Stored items

☆ ☆ ☆ ☆ ☆

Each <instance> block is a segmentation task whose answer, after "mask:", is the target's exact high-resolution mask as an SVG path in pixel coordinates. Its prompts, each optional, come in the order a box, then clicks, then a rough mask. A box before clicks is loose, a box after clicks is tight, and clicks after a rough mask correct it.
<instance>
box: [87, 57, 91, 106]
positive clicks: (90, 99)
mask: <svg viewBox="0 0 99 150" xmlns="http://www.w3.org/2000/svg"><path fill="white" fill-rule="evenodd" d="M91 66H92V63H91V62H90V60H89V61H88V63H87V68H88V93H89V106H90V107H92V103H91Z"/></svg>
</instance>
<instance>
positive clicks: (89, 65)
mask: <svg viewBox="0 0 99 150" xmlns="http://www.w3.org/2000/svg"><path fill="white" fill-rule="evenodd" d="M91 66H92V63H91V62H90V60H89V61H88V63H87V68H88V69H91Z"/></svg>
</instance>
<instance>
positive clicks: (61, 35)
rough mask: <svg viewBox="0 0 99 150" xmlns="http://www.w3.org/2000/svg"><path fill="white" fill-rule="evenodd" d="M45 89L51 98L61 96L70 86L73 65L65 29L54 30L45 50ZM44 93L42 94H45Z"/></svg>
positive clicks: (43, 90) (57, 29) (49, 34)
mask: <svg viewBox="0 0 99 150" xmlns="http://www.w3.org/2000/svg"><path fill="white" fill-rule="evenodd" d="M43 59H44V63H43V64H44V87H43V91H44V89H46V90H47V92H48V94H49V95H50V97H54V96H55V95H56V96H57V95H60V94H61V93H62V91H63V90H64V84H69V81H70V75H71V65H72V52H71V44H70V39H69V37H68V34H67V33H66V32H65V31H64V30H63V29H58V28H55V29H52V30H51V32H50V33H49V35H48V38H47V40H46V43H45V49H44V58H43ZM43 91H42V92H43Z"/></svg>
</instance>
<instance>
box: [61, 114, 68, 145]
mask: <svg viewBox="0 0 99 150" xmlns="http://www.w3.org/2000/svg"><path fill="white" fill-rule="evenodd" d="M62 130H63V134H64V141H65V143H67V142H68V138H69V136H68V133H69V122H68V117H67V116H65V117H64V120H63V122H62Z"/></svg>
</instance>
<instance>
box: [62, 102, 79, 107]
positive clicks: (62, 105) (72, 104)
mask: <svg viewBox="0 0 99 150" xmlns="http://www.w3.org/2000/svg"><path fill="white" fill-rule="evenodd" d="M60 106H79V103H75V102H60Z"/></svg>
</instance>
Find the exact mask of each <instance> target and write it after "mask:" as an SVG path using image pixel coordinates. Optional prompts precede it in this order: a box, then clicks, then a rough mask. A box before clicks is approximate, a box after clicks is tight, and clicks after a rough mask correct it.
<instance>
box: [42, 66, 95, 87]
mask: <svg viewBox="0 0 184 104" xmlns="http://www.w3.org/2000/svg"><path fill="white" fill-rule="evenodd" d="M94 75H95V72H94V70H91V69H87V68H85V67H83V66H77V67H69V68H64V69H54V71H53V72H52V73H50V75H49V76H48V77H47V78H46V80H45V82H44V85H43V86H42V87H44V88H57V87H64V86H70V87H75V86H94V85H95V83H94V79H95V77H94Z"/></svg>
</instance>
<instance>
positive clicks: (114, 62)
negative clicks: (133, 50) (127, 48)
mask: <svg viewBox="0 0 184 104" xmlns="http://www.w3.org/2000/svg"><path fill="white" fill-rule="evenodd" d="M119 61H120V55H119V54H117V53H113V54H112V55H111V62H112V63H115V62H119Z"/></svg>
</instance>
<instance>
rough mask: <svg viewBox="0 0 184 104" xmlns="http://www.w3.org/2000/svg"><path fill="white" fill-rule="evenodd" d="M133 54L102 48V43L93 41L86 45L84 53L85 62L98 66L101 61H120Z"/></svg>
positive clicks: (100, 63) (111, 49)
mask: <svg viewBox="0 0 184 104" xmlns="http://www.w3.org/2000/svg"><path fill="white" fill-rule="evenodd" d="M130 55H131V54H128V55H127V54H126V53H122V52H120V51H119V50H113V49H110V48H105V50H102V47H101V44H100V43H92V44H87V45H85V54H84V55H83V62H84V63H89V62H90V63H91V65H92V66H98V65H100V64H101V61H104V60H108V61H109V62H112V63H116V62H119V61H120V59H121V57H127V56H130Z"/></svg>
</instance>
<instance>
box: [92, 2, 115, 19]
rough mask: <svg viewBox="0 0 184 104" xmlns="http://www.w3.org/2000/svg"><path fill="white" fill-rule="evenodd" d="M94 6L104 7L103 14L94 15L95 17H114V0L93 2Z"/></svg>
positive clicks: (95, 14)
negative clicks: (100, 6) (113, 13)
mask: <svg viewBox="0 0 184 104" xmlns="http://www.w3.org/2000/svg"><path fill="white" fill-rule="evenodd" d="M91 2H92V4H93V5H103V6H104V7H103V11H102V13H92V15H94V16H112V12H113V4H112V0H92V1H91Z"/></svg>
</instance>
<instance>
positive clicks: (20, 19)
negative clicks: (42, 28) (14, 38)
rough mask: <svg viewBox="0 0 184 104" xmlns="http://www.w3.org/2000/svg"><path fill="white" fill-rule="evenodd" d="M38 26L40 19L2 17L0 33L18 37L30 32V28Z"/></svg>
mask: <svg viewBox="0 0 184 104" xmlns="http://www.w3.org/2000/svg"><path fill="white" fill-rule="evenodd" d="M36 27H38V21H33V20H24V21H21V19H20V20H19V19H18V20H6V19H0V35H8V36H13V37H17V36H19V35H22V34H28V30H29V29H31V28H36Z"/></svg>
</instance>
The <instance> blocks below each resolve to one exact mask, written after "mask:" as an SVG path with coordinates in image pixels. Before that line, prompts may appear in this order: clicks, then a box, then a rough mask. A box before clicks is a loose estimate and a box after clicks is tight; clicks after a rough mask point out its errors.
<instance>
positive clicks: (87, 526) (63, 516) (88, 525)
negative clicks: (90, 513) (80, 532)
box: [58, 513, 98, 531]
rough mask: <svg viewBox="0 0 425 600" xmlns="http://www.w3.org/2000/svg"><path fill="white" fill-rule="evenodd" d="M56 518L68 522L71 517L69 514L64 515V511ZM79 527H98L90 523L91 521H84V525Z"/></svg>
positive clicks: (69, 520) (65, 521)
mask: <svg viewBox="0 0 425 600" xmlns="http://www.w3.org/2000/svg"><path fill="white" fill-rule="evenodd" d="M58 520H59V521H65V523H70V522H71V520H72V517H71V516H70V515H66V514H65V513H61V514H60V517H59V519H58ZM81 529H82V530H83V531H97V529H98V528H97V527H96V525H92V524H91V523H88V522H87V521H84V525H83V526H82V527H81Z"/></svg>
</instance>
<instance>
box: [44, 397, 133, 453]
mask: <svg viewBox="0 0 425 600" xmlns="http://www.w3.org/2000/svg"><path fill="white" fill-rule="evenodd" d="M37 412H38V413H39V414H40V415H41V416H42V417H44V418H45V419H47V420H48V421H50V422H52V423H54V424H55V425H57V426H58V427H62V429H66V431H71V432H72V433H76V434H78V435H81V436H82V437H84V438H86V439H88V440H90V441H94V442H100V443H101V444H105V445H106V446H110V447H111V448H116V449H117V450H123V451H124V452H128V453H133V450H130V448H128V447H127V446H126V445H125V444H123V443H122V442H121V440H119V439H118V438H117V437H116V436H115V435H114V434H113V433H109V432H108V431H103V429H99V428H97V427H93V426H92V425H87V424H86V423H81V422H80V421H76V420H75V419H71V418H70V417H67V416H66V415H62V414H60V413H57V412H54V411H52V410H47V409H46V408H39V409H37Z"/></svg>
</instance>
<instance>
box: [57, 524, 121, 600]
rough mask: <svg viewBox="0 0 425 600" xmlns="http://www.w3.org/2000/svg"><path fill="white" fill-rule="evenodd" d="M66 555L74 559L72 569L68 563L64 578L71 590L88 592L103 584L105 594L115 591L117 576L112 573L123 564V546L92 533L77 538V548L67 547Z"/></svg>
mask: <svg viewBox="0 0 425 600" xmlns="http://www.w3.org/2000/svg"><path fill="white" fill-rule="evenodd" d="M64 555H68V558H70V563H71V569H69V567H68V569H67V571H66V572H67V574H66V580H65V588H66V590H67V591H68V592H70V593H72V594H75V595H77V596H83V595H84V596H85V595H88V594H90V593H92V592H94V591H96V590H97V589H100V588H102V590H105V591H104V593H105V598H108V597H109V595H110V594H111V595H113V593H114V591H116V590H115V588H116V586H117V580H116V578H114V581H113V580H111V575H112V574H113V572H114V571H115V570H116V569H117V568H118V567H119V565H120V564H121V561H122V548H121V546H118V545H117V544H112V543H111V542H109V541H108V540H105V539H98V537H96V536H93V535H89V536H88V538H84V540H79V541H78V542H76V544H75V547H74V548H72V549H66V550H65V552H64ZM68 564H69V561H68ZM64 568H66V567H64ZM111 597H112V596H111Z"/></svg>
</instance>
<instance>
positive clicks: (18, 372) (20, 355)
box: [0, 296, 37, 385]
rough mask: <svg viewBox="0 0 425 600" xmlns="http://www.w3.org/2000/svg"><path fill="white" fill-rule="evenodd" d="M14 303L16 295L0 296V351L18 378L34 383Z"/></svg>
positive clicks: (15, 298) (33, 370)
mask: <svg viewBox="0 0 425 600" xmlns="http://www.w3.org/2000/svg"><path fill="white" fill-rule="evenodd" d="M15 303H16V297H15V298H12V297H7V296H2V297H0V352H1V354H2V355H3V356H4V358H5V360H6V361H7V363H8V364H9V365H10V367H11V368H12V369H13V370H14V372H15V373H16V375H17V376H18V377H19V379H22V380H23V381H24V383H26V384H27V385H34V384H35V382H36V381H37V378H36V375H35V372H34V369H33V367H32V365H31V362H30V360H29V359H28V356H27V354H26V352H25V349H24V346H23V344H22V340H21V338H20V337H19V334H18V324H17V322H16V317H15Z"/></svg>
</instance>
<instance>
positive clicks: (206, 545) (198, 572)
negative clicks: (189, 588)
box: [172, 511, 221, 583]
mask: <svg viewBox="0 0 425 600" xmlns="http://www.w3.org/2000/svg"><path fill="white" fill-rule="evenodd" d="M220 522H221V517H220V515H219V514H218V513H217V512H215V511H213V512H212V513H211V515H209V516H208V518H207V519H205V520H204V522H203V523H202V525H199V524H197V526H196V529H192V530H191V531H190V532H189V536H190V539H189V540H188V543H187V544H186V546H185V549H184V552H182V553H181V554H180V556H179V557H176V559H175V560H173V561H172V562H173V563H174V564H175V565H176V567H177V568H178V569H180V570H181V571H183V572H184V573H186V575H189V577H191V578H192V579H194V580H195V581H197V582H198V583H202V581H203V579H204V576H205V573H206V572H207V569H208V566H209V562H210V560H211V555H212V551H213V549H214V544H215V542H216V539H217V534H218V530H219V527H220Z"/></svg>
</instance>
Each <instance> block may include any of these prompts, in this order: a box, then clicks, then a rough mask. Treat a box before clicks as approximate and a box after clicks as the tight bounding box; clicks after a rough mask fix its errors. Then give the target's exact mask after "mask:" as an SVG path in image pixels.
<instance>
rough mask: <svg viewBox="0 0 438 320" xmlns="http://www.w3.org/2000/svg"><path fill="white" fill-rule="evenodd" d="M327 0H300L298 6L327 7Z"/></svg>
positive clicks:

☆ ☆ ☆ ☆ ☆

- EXERCISE
Format the lines from the start of the records through the line containing "positive clicks: (90, 99)" as a JSON list of strings, with one string per line and no blank lines.

- WORKED SOLUTION
[
  "Each <instance> block is a segmentation task whose answer, after \"mask:\", is the target's exact high-resolution mask as an SVG path in pixel coordinates. Its prompts, each optional, come in the order a box, then clicks, then a rough mask. A box before clicks is loose, a box after clicks is tight, and clicks after a rough mask correct it.",
  "<instance>",
  "box: [87, 57, 91, 106]",
  "positive clicks: (90, 99)"
]